PROBLEM DETAILS: Please output all the entries word for word, without the pictures.

START EXERCISE MATERIAL

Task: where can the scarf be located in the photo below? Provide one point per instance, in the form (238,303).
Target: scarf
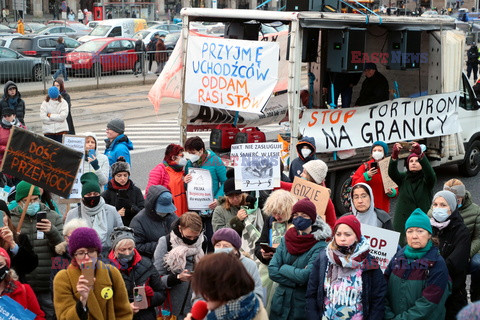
(176,259)
(97,218)
(244,308)
(414,254)
(298,244)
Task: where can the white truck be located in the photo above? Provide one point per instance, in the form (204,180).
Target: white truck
(431,60)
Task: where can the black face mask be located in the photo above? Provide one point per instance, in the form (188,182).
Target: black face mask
(91,201)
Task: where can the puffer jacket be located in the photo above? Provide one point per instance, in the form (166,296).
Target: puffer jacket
(57,122)
(39,278)
(150,226)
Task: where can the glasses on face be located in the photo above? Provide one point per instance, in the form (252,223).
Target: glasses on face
(82,254)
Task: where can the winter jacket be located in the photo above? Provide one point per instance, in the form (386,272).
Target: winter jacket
(382,200)
(417,290)
(374,289)
(150,226)
(67,300)
(413,193)
(296,167)
(131,199)
(57,122)
(454,246)
(39,278)
(217,169)
(291,272)
(23,294)
(142,272)
(119,147)
(18,104)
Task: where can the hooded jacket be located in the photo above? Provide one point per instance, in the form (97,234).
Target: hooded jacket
(296,167)
(149,226)
(18,104)
(292,272)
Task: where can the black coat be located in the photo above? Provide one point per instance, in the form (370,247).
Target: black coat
(130,199)
(454,246)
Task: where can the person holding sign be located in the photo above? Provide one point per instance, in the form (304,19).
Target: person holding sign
(292,262)
(88,288)
(22,293)
(369,173)
(346,282)
(454,245)
(417,275)
(415,186)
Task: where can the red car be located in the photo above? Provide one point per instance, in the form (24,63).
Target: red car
(102,55)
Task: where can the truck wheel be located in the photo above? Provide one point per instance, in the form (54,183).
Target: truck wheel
(471,164)
(341,196)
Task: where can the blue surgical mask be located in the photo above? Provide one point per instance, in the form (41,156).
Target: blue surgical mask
(301,223)
(440,214)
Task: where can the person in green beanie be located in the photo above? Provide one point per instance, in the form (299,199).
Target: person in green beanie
(417,276)
(100,216)
(43,235)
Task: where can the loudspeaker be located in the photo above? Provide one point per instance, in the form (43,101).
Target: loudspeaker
(404,50)
(341,44)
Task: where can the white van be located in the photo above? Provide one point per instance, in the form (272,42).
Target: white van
(124,28)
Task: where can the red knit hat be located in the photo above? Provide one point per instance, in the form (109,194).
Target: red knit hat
(352,222)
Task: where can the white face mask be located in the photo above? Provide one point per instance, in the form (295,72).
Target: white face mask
(305,152)
(377,155)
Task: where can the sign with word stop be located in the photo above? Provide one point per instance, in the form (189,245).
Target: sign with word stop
(41,161)
(383,243)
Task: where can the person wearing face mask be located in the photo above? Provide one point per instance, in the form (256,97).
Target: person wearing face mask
(154,221)
(102,217)
(454,244)
(364,208)
(43,236)
(175,258)
(417,276)
(169,174)
(306,151)
(136,271)
(346,282)
(22,293)
(122,193)
(415,187)
(292,262)
(371,175)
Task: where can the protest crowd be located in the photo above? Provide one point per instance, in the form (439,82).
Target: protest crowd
(262,254)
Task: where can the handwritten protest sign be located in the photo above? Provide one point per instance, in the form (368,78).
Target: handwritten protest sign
(237,75)
(41,161)
(388,183)
(389,121)
(76,143)
(383,243)
(199,190)
(317,194)
(257,165)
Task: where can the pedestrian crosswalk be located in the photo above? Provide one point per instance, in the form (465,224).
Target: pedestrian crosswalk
(159,134)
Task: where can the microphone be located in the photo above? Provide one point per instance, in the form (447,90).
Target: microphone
(199,310)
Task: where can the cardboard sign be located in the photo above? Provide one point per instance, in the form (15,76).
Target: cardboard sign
(199,190)
(389,121)
(388,183)
(257,165)
(41,161)
(319,195)
(383,243)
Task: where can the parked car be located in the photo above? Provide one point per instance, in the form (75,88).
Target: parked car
(104,55)
(14,65)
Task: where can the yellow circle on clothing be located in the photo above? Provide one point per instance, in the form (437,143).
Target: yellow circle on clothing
(107,293)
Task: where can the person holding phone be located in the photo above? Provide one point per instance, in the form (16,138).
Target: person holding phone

END EXERCISE MATERIAL

TASK OUTPUT:
Task: where can the scarf be located in the photo below? Provide one point per instance, in the form (238,303).
Target: scarf
(176,259)
(97,218)
(244,308)
(414,254)
(298,244)
Task: where can the white truck be located in the photo above? Provide one point per instance, in the form (204,180).
Target: white truck
(431,60)
Task: where can the black face mask be located in the photo above? Provide one point per instance, in the form (188,182).
Target: black face mask
(91,201)
Task: where can the puffer jacket be located in the photo above? Provide one point per instance, in the form (166,296).
Target: puffer jacket
(57,122)
(39,278)
(150,226)
Task: where can the glasses on face be located in the photo above? Provide one point per instance, in the form (252,223).
Target: glasses on face
(82,254)
Task: where can the winter jacket be located in the photo above? Provide one point per instance, in the form (386,272).
Target: winter jacket
(382,200)
(417,290)
(374,289)
(150,226)
(67,300)
(413,193)
(296,167)
(131,199)
(57,122)
(454,246)
(39,278)
(217,169)
(291,272)
(23,294)
(142,272)
(119,147)
(18,104)
Task: where can the hooded jacket be located in the photo above? Provide one point per instance, in the form (97,234).
Target: hooded jacket
(296,167)
(149,226)
(18,104)
(292,272)
Task: where can the black coat be located in the photo above? Provide one point per instance, in the form (370,247).
Target: black coat
(130,199)
(454,246)
Task: where can the person holding sign be located in the photo above? Provide one point per instance, in the form (304,19).
Target: person holding sign
(292,262)
(88,288)
(22,293)
(369,173)
(346,282)
(454,245)
(417,275)
(415,186)
Task: where can the red car be located in the photo above? Provide one point per instance, in the form (24,63).
Target: red car
(102,55)
Task: where can the truck wheel be located in the photo above? Provide one point per instance, in the form (54,183).
Target: truck wheel
(471,164)
(341,196)
Task: where can the blue surgical mask be located in the photo above? Provide one point per instance, in the form (41,156).
Target: blue surgical mask
(301,223)
(440,214)
Task: where can the person in green beanie be located in the photo above? Provide one point per instance, in the form (299,199).
Target: person in green beanie
(417,276)
(100,216)
(43,235)
Task: where can the loudspeaker be located in the photo above? Provide one point per instance, in the form (43,101).
Target: loudspeaker
(404,50)
(341,44)
Task: where can the white van be located in the photo above? Provide one point per instance, in the form (272,42).
Target: white van
(124,28)
Task: where can the red knit hat be located in the photo above? Provide one point per instance, in the form (109,194).
Target: red knit hat
(352,222)
Task: where can the white face mask be located in the photo above? Provide one point per instance, in the form (295,72).
Target: white face mask
(305,152)
(377,155)
Task: where can the sign with word stop be located in the photo above? Provide one point per instance, in the form (189,245).
Target: sign with word stop
(41,161)
(383,243)
Task: where can the person wearing face mask be located in the photo above? Provide one point per instance, in the form (256,97).
Target: person wearing face mask
(154,221)
(102,217)
(454,244)
(364,208)
(43,236)
(175,258)
(417,276)
(169,174)
(306,151)
(136,271)
(346,282)
(22,293)
(122,193)
(415,187)
(292,262)
(371,175)
Task: where can the protest crowd be located in the photo above? Provide one point per instance, in the form (439,82).
Target: protest crowd
(262,254)
Task: where can the handwritten protest sign be located in the photo above? Provide one point per instance, in the form (368,78).
Target: handwritten protest sign
(237,75)
(41,161)
(388,183)
(389,121)
(76,143)
(383,243)
(199,190)
(317,194)
(257,165)
Task: where can the pedestrian crosswalk be located in the photo above? Provide one point per instance, in the form (465,224).
Target: pedestrian crosswalk
(159,134)
Task: where can the microphone be located in the photo above? Provide one point per instance, in the form (447,90).
Target: microphone
(199,310)
Task: where can the cardboard sign be located in the photo above? Provide one point per instance, in the form (15,76).
Target: cardboard sign
(199,190)
(389,121)
(388,183)
(257,165)
(41,161)
(319,195)
(383,243)
Task: where can the parked car be located in the photo above? Provide one point per instance, in the form (75,88).
Target: parked car
(104,55)
(14,65)
Task: where can the yellow circle on clothing be located in the photo above? Provide one point per instance, in the form (437,143).
Target: yellow circle on clothing
(107,293)
Task: where can the person holding phone be located in the photo above? Provide one point per instance, in the form (16,138).
Target: person holding phone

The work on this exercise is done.